Observamos un vaivén, no resuelto del todo, propio de la doble alma de científico y filósofo en que habita Moya, entre humanismo y cientismo que, más allá de declaraciones explícitas a favor de su superación, no termina de estabilizarse. Pero entendemos que esa tensión es, precisamente, lo que convierte sus escritos en testimonios de una búsqueda incesante en los límites a los que la razón arroja. Reclama valores éticos en el científico y en el ejercicio de la ciencia, pero no justifica desde dónde y por qué; desde luego, no desde la misma ciencia.
Quizá, por eso, en su escrito Biología y Espíritu nos sorprende verle considerar como compañeros de aventura intelectual a científicos creyentes (Teilhard, Dobzhansky, Tipler), valorando no precisamente su condición inequívoca de científicos, sino lo que desde su cosmovisión creyente aportan de novedad a la concepción naturalista de la evolución. Moya encuentra similitudes entre su postura y la de sus mentores creyentes –aunque interpretándolas desde el naturalismo ateo al que no renuncia– en el estado actual de su reflexión sobre el futuro del ser humano.
Quizá no sea casualidad que, convencido como está de que la ciencia prometeica (búsqueda paciente, seria y honesta de saber) no debe ceder ante la ciencia faústica (intervencionismo precipatado e irresponsable), abogue en su último escrito, y remitiéndose al pensamiento de los autores arriba citados, por un “acercamiento entre ciencia y religión”, viéndose sorprendido él mismo de encontrarse próximo a posturas evolucionistas de autores cuyas convicciones religiosas han inspirado su trabajo científico. La razón que aduce es la siguiente:
“¿Por qué apuesto por la tesis del acercamiento? Puede que sea debido a tener en consideración un muy sano principio en el campo de la ciencia: la generalización o el desarrollo de teorías de gran calado o capacidad explicativa. Probablemente nos proporcione una mayor satisfacción intelectual (y quién sabe si existencial también) poder dar con una explicación razonable que combine sectores alejados o contrapuestos del pensamiento en torno a las relaciones entre la materia y el espíritu, entre la ciencia y los valores” [41].

* Objetivo de la tarea
Reproduce sin cambios el pasaje del fragmento sobre Moya que comienza en las palabras "Quizá, por eso, en" y termina después de "del ser humano.".

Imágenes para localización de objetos
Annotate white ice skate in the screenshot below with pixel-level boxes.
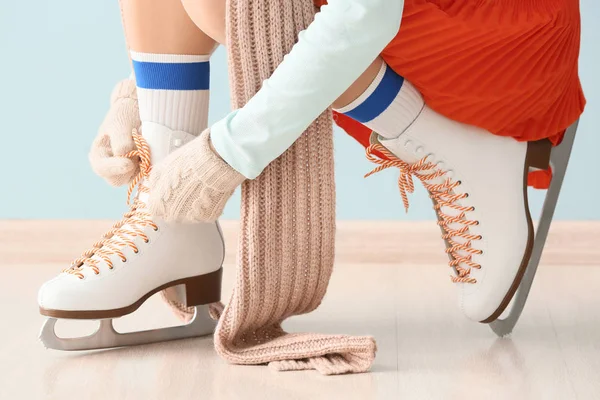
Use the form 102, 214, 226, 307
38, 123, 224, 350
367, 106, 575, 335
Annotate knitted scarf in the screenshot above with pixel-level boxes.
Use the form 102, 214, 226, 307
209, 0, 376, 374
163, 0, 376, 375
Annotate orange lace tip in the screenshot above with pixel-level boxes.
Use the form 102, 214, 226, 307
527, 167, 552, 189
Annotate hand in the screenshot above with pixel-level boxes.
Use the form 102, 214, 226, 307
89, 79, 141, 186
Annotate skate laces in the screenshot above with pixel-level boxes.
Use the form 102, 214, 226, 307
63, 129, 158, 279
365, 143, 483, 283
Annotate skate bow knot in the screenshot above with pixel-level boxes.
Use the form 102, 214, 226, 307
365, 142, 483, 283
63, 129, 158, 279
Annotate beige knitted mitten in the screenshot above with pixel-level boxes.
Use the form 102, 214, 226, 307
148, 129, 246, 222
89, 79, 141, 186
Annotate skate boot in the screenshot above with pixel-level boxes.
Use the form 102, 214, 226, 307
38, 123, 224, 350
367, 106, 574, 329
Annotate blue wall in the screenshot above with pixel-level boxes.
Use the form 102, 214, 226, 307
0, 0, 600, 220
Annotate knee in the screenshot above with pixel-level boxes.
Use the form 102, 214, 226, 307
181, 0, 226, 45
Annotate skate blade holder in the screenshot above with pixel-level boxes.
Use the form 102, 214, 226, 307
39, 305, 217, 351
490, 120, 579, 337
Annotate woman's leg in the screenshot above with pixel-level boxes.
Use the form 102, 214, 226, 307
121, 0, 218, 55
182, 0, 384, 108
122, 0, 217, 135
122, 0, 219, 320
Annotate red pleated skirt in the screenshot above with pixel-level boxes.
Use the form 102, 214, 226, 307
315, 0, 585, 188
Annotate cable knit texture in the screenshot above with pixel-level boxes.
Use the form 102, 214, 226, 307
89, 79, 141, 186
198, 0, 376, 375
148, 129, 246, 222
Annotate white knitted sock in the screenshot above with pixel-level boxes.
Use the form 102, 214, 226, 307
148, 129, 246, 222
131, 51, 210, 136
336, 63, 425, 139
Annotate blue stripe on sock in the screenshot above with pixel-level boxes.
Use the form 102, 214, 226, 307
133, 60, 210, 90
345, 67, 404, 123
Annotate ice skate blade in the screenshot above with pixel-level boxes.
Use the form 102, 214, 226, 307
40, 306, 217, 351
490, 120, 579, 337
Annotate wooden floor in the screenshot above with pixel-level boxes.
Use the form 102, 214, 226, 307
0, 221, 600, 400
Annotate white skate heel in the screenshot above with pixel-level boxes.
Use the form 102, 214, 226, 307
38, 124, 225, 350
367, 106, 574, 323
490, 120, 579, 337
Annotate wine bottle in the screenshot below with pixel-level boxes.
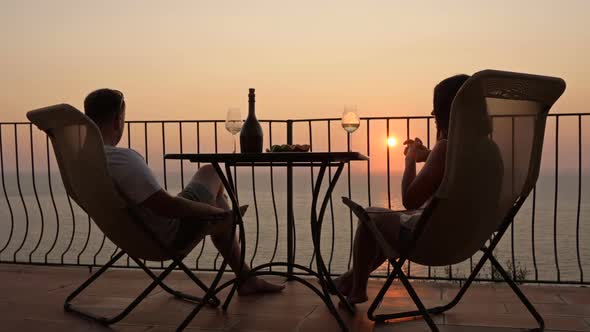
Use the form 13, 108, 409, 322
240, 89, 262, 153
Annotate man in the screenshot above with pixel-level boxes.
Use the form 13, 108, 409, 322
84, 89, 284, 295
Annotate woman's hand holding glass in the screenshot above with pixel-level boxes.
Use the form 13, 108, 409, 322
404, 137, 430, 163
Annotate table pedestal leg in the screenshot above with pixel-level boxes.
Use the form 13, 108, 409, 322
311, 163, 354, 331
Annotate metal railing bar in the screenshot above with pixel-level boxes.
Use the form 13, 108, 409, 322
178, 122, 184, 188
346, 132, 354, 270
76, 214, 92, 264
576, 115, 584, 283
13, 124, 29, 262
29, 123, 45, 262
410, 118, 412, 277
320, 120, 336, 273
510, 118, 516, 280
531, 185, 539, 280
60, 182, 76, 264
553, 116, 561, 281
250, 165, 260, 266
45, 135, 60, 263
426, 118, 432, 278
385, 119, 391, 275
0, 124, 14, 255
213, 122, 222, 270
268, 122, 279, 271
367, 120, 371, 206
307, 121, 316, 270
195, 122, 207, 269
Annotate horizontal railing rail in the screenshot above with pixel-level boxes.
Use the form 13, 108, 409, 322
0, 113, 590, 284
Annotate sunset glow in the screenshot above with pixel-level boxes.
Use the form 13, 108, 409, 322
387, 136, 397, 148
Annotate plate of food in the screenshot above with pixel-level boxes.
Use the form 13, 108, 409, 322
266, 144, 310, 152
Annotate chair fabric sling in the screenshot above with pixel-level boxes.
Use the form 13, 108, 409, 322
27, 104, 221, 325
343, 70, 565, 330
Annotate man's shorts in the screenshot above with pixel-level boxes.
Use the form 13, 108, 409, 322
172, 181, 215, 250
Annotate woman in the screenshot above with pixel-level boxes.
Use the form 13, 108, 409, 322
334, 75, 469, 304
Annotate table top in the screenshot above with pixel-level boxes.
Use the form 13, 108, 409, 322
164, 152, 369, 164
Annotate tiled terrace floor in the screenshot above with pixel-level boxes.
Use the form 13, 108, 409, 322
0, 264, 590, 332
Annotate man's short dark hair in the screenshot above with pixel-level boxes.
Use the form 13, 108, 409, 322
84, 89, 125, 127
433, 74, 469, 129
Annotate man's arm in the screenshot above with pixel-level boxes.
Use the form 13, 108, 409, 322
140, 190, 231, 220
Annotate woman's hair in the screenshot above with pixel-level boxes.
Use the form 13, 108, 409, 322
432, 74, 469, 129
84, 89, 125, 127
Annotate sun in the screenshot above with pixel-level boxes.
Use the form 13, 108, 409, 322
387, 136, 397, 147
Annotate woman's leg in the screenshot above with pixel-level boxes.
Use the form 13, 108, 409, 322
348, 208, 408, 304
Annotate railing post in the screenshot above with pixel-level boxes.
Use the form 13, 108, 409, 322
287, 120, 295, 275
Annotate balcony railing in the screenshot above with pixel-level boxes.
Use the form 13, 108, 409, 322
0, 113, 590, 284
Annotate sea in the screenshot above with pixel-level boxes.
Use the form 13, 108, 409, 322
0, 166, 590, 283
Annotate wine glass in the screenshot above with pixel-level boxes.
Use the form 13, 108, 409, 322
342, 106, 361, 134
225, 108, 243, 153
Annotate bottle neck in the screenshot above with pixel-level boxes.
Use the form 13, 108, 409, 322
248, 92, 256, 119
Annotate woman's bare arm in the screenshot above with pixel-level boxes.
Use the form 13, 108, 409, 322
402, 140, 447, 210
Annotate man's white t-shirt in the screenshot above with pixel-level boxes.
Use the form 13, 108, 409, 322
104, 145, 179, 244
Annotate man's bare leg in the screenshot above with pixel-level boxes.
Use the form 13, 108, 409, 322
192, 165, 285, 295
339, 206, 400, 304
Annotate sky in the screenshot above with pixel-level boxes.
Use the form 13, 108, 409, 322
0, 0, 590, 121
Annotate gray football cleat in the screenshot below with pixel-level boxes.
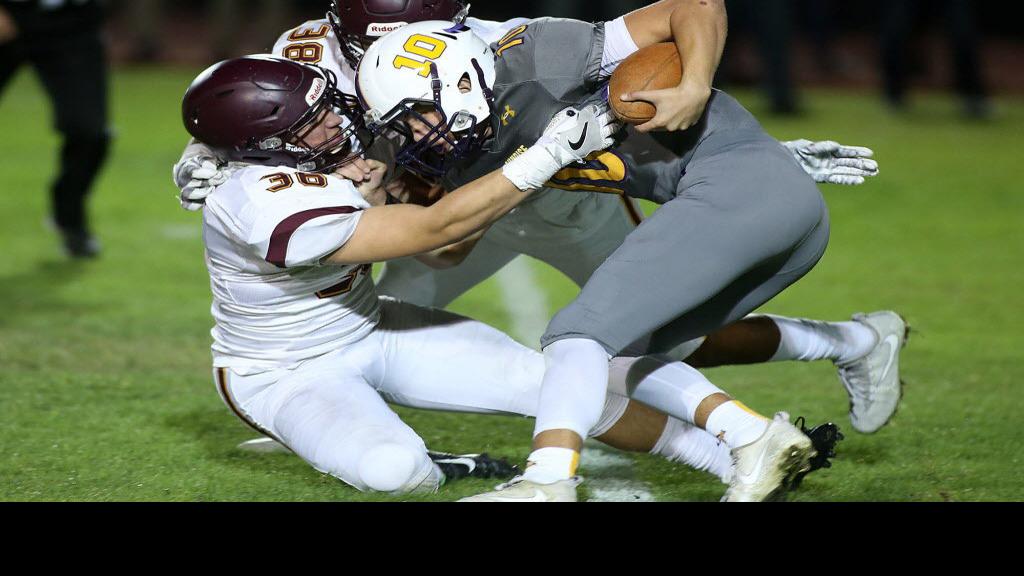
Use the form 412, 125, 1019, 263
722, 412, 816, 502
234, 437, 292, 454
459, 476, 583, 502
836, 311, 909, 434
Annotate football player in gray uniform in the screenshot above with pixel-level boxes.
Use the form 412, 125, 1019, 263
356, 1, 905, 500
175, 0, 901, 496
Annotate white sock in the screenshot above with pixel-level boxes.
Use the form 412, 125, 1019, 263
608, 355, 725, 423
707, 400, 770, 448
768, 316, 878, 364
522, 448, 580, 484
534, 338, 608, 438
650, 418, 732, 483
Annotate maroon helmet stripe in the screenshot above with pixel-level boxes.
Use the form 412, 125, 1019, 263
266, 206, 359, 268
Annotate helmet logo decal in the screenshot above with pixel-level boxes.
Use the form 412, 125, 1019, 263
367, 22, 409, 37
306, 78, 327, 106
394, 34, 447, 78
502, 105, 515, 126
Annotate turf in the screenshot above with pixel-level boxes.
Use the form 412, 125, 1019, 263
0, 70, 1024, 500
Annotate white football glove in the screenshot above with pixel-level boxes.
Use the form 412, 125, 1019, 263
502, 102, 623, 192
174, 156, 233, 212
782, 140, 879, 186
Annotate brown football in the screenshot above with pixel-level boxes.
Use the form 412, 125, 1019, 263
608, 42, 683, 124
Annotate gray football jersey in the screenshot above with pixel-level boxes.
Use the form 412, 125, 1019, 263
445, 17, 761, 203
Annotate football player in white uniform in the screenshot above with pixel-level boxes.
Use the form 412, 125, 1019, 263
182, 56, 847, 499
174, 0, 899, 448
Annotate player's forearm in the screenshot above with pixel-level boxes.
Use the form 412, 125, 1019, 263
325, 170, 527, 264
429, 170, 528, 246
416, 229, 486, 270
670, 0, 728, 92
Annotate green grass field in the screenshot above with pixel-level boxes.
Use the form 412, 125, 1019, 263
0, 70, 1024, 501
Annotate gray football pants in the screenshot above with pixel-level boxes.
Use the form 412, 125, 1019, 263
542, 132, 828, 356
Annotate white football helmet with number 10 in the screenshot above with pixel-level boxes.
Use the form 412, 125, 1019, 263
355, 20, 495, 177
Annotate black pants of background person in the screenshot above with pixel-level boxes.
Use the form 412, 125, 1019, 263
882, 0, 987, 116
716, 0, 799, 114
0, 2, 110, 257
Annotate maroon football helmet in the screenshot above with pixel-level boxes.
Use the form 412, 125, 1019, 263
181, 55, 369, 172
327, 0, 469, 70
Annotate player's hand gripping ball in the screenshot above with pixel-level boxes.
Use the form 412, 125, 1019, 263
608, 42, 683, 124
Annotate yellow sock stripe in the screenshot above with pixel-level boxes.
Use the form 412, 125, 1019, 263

* Resultado esperado
Quizá, por eso, en su escrito Biología y Espíritu nos sorprende verle considerar como compañeros de aventura intelectual a científicos creyentes (Teilhard, Dobzhansky, Tipler), valorando no precisamente su condición inequívoca de científicos, sino lo que desde su cosmovisión creyente aportan de novedad a la concepción naturalista de la evolución. Moya encuentra similitudes entre su postura y la de sus mentores creyentes –aunque interpretándolas desde el naturalismo ateo al que no renuncia– en el estado actual de su reflexión sobre el futuro del ser humano.